WORK REQUIRED -> Please reproduce the stretch of items below from the one containing "like x=361, y=360." through the one containing "x=585, y=184", and only those, keeping every request as it stands. Scale each answer coordinate by 0.85 and round to a whole number, with halves rounding up.

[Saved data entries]
■ ■ ■ ■ ■ ■ ■

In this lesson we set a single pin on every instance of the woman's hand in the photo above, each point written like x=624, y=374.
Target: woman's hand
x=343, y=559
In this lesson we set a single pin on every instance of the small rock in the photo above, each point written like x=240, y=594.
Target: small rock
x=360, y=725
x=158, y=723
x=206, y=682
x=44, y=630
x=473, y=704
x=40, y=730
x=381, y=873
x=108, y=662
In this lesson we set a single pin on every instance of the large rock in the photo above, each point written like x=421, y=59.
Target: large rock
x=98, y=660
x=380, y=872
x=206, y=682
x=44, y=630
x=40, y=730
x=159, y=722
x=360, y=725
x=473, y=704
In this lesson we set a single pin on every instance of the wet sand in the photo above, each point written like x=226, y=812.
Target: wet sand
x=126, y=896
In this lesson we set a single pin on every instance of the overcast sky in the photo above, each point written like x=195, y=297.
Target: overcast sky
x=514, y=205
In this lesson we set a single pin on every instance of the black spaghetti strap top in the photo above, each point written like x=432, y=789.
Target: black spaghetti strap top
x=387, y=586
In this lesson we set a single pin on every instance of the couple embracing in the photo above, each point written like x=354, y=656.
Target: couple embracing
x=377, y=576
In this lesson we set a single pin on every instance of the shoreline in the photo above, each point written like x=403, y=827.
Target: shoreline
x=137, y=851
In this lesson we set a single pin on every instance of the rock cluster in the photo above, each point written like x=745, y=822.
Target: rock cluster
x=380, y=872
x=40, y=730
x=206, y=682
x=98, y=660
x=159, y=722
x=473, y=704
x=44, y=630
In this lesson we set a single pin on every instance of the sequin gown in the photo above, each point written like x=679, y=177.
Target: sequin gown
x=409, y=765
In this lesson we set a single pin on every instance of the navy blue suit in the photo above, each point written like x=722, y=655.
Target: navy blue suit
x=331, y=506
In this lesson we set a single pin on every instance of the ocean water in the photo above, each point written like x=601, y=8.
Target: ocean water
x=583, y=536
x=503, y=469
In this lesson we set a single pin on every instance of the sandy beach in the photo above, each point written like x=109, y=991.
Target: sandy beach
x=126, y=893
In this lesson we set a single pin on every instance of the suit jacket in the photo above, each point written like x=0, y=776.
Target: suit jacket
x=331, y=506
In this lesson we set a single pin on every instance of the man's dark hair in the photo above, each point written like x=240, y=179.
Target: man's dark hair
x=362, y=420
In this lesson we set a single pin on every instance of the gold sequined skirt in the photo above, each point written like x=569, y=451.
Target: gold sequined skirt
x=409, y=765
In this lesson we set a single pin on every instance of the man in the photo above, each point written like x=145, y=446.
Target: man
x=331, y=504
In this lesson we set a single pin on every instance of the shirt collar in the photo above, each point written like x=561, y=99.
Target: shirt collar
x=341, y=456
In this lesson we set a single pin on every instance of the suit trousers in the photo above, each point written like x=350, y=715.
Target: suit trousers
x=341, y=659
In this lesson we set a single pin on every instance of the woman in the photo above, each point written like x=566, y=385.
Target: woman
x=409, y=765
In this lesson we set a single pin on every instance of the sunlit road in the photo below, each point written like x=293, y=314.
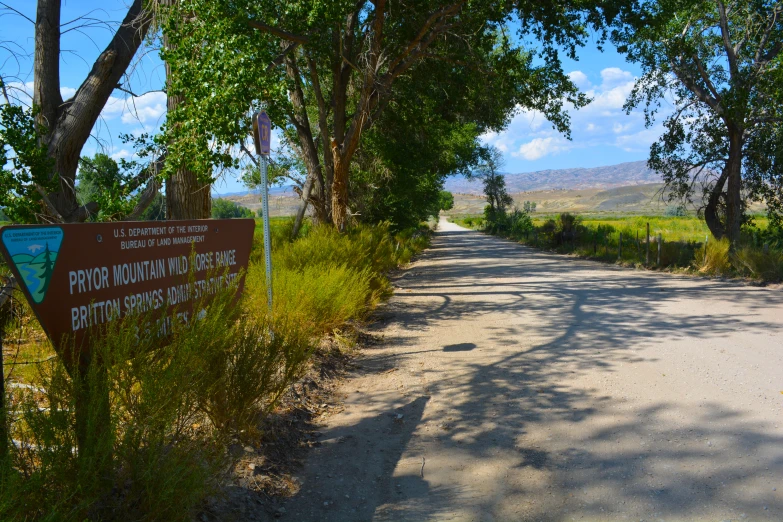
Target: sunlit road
x=504, y=383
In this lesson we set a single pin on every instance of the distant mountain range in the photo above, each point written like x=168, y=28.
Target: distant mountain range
x=611, y=176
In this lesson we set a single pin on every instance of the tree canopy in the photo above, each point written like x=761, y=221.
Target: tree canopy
x=328, y=72
x=720, y=63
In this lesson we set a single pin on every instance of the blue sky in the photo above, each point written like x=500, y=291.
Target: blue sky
x=602, y=134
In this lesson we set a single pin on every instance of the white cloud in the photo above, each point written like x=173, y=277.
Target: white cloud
x=599, y=128
x=618, y=127
x=639, y=141
x=540, y=147
x=614, y=75
x=121, y=154
x=580, y=79
x=148, y=107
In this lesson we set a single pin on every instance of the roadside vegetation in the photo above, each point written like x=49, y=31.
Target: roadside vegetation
x=686, y=244
x=176, y=405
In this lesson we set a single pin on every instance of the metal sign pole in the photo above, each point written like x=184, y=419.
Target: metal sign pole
x=267, y=241
x=262, y=135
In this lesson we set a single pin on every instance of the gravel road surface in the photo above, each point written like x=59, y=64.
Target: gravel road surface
x=510, y=384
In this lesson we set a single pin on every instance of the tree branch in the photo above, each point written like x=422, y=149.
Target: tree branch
x=285, y=35
x=724, y=30
x=700, y=93
x=760, y=57
x=46, y=64
x=281, y=57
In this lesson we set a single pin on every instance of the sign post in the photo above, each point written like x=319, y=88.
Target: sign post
x=77, y=276
x=262, y=127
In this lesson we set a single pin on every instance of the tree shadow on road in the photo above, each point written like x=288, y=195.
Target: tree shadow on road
x=663, y=459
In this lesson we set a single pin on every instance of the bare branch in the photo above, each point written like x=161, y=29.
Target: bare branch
x=17, y=12
x=724, y=30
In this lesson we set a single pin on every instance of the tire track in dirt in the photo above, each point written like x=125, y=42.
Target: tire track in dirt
x=539, y=387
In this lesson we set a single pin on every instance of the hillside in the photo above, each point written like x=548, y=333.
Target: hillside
x=626, y=200
x=611, y=176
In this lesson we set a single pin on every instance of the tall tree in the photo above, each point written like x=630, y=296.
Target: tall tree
x=494, y=182
x=64, y=126
x=341, y=61
x=721, y=63
x=188, y=194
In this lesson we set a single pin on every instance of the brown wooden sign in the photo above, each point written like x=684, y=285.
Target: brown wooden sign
x=76, y=276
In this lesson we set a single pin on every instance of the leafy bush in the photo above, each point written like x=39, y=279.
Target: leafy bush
x=225, y=209
x=445, y=200
x=152, y=432
x=758, y=263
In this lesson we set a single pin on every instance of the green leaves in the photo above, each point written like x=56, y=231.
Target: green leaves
x=719, y=63
x=25, y=165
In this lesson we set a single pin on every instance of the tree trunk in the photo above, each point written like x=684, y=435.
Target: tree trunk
x=711, y=216
x=187, y=196
x=340, y=190
x=68, y=123
x=734, y=205
x=301, y=212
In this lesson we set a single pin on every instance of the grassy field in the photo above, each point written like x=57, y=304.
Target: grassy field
x=685, y=243
x=687, y=228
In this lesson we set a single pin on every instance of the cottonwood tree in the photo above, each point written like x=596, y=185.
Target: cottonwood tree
x=327, y=71
x=719, y=62
x=494, y=183
x=44, y=176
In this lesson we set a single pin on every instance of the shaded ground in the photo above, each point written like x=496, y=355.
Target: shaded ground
x=531, y=386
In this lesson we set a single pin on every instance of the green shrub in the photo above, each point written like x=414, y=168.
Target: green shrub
x=758, y=264
x=148, y=440
x=225, y=209
x=712, y=258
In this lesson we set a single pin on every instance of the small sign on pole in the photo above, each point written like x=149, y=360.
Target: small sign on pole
x=262, y=135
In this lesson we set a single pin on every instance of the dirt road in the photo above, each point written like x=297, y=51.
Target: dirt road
x=532, y=386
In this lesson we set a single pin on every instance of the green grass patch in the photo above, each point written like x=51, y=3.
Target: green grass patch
x=686, y=243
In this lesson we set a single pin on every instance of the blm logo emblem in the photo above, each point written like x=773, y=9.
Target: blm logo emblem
x=34, y=253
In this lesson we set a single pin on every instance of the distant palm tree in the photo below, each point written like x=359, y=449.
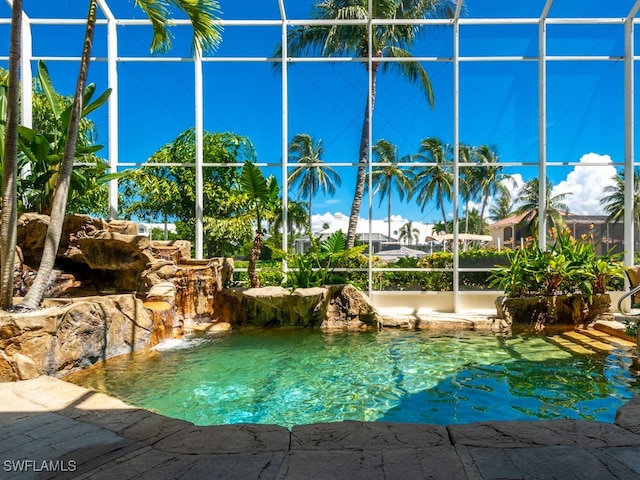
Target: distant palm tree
x=613, y=202
x=435, y=180
x=502, y=207
x=409, y=233
x=310, y=175
x=468, y=180
x=489, y=176
x=385, y=179
x=297, y=218
x=392, y=40
x=529, y=195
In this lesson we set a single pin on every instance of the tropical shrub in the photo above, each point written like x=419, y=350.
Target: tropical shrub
x=269, y=273
x=569, y=266
x=318, y=266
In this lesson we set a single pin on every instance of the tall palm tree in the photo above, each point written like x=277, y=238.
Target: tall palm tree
x=435, y=180
x=502, y=207
x=613, y=202
x=385, y=179
x=311, y=176
x=489, y=176
x=389, y=41
x=206, y=35
x=530, y=198
x=409, y=233
x=8, y=229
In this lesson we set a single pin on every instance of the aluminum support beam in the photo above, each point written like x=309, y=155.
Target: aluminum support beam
x=542, y=125
x=629, y=136
x=456, y=155
x=199, y=126
x=285, y=135
x=113, y=118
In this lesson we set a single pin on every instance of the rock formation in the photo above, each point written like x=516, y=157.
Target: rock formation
x=336, y=307
x=68, y=335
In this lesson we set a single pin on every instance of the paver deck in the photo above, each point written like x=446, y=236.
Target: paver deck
x=53, y=429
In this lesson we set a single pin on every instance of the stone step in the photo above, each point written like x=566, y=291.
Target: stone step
x=570, y=346
x=588, y=342
x=605, y=337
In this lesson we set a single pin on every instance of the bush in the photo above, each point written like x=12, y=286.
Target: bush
x=569, y=266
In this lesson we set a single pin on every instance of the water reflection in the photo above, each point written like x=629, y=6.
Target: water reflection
x=292, y=377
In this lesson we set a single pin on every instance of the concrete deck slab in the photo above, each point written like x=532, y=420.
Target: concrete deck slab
x=53, y=429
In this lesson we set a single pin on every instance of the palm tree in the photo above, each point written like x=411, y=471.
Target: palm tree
x=202, y=15
x=468, y=180
x=530, y=198
x=385, y=179
x=435, y=180
x=613, y=202
x=490, y=178
x=409, y=233
x=502, y=208
x=262, y=194
x=9, y=218
x=393, y=40
x=297, y=216
x=310, y=175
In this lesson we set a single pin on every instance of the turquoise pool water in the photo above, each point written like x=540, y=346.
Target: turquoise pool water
x=293, y=377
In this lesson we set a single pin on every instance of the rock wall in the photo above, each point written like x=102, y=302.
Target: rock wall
x=554, y=310
x=68, y=335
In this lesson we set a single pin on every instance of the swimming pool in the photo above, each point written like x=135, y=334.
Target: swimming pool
x=295, y=377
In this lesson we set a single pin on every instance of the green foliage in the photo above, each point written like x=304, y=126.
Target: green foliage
x=631, y=327
x=269, y=273
x=568, y=266
x=42, y=149
x=155, y=192
x=317, y=267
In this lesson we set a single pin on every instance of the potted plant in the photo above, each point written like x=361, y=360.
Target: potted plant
x=566, y=283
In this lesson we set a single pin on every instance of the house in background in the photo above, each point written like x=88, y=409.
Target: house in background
x=379, y=235
x=510, y=232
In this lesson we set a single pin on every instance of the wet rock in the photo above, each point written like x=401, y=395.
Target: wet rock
x=336, y=307
x=70, y=336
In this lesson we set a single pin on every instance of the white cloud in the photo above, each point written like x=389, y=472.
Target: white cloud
x=585, y=184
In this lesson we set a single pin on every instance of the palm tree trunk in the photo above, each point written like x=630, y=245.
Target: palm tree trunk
x=485, y=200
x=310, y=206
x=8, y=229
x=361, y=176
x=54, y=231
x=253, y=260
x=444, y=214
x=389, y=210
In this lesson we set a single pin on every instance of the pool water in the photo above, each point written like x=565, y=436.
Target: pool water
x=294, y=377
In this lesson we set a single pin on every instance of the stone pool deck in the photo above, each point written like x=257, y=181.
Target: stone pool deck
x=53, y=429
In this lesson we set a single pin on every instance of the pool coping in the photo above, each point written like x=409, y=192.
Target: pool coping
x=62, y=430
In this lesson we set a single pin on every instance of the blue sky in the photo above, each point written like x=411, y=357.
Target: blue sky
x=498, y=100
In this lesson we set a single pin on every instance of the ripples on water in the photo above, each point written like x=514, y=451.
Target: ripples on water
x=292, y=377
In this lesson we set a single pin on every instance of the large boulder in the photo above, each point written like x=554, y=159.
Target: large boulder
x=337, y=307
x=68, y=336
x=32, y=230
x=554, y=310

■ ■ ■ ■ ■ ■ ■

RESULT BELOW ->
In this lesson we set a single pin on every instance of the potted plant in the photo above, each point written like x=361, y=360.
Target: potted plant
x=481, y=241
In this lesson we set a single pin on every instance of the house in background in the photo above, each point written like x=88, y=409.
Target: house in background
x=322, y=200
x=434, y=197
In this lesson we set a single pin on every instance of the wet rock in the photo above, each point written like x=401, y=395.
Target: wet rock
x=286, y=261
x=60, y=286
In this lesson we set a single pin on every instance of the white cloud in the photo above, each point written like x=389, y=472.
Target: white cloud
x=497, y=156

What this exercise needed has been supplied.